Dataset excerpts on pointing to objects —
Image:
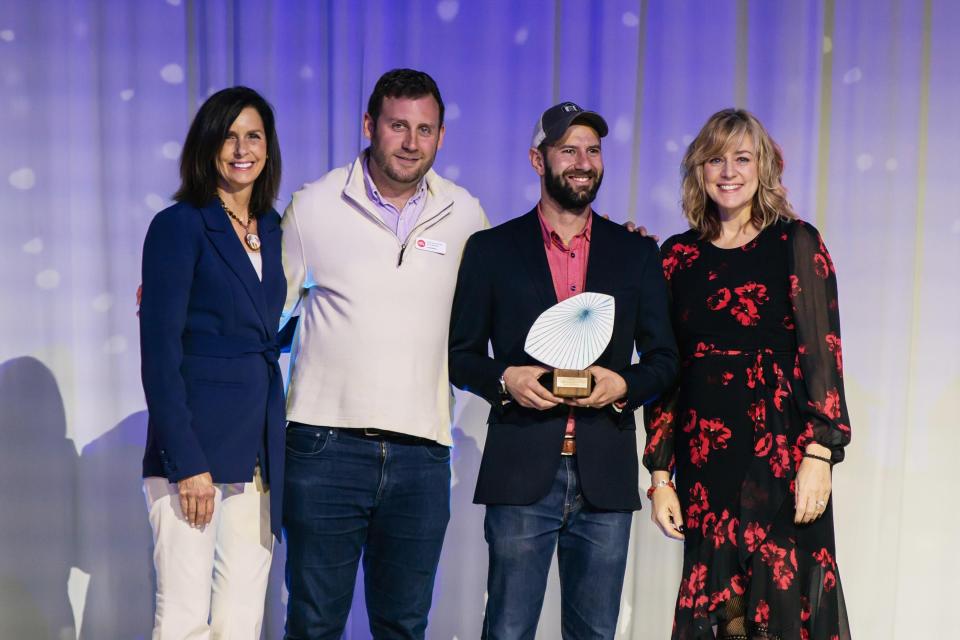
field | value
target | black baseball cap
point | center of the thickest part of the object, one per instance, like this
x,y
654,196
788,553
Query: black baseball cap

EXERCISE —
Rewrite the data above with "thickest" swapped for "widest" and everything else left as it is. Omit the pictures from your answer.

RESULT BELOW —
Image:
field | value
target | black baseball cap
point | center of the widest part of the object, one per instance, like this
x,y
654,196
788,553
Query: black baseball cap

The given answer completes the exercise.